** Text **
Research Seminar- Thursday 17th March. Dr Bryce Lease on performance strategies, politics and paradigms in relation to Polish theatre

On Thursday 17th March, 4-6pm, in the Studio Space at Minghella Studios, we are very pleased to be welcoming Dr. Bryce Lease, Senior Lecturer at Royal Holloway, University of London, who will share his research into performance strategies, politics, and paradigms in relation to Polish theatre-makers and Polish/Jewish histories and lives.

Bryce’s recent articles have appeared in CTR, TDR and TRI, and his monograph After ’89: Polish Theatre and the Political will shortly be published by Manchester University Press (spring 2016).

** Work to be completed **
Could you turn the paragraph of the seminar announcement beginning "On Thursday 17th March" into a short bulleted list that keeps its main facts?

** Information supplied **
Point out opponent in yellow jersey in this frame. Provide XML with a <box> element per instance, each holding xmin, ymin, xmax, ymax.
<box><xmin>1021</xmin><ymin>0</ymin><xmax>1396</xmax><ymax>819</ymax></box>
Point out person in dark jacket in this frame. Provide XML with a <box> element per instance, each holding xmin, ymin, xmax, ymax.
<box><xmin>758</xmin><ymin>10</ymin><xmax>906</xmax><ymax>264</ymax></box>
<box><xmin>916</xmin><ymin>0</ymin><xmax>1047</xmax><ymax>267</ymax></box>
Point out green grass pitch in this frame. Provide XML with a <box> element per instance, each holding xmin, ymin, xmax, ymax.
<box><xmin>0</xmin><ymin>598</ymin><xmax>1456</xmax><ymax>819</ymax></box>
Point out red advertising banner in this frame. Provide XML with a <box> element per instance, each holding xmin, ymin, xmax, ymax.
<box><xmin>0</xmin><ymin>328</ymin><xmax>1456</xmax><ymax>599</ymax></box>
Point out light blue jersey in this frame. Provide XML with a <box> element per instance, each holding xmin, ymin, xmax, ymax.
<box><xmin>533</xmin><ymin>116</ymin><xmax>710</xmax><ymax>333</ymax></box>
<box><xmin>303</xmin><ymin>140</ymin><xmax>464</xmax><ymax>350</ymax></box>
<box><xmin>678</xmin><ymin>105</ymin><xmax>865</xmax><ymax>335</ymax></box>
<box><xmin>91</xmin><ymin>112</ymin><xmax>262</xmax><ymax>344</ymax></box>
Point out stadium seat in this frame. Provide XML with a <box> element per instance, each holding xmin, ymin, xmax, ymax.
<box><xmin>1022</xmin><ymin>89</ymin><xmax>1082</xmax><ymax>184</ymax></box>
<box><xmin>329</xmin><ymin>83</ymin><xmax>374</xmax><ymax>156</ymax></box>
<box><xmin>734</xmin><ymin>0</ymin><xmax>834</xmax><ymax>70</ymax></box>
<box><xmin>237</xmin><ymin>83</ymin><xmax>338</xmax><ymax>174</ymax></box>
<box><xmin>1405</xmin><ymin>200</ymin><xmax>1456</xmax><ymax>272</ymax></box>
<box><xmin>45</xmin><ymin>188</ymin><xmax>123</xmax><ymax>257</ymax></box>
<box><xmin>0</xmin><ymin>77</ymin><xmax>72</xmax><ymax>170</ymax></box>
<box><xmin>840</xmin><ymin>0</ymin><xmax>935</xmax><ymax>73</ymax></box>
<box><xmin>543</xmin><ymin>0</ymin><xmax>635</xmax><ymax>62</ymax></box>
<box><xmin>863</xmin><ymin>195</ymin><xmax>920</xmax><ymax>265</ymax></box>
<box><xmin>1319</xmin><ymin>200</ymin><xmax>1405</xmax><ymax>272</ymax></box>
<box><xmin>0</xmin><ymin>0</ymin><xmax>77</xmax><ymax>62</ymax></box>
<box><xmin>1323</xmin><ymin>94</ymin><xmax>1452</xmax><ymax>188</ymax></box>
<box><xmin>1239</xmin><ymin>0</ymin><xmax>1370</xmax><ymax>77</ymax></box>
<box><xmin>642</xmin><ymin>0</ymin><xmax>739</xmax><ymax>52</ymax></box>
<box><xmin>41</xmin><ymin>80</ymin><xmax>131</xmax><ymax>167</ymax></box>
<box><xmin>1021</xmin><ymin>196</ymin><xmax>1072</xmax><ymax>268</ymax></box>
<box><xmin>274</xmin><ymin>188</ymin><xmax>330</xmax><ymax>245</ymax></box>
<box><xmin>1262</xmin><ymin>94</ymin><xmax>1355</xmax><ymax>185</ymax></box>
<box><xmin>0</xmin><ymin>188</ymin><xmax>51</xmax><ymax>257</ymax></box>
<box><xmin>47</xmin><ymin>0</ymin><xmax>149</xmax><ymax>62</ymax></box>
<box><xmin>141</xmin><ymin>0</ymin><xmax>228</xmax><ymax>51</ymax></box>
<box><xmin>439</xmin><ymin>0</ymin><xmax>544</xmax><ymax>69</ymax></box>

** Exercise output **
- When: Thursday 17th March, 4–6pm
- Where: Studio Space, Minghella Studios
- Speaker: Dr. Bryce Lease, Senior Lecturer at Royal Holloway, University of London
- Topic: his research into performance strategies, politics, and paradigms in relation to Polish theatre-makers and Polish/Jewish histories and lives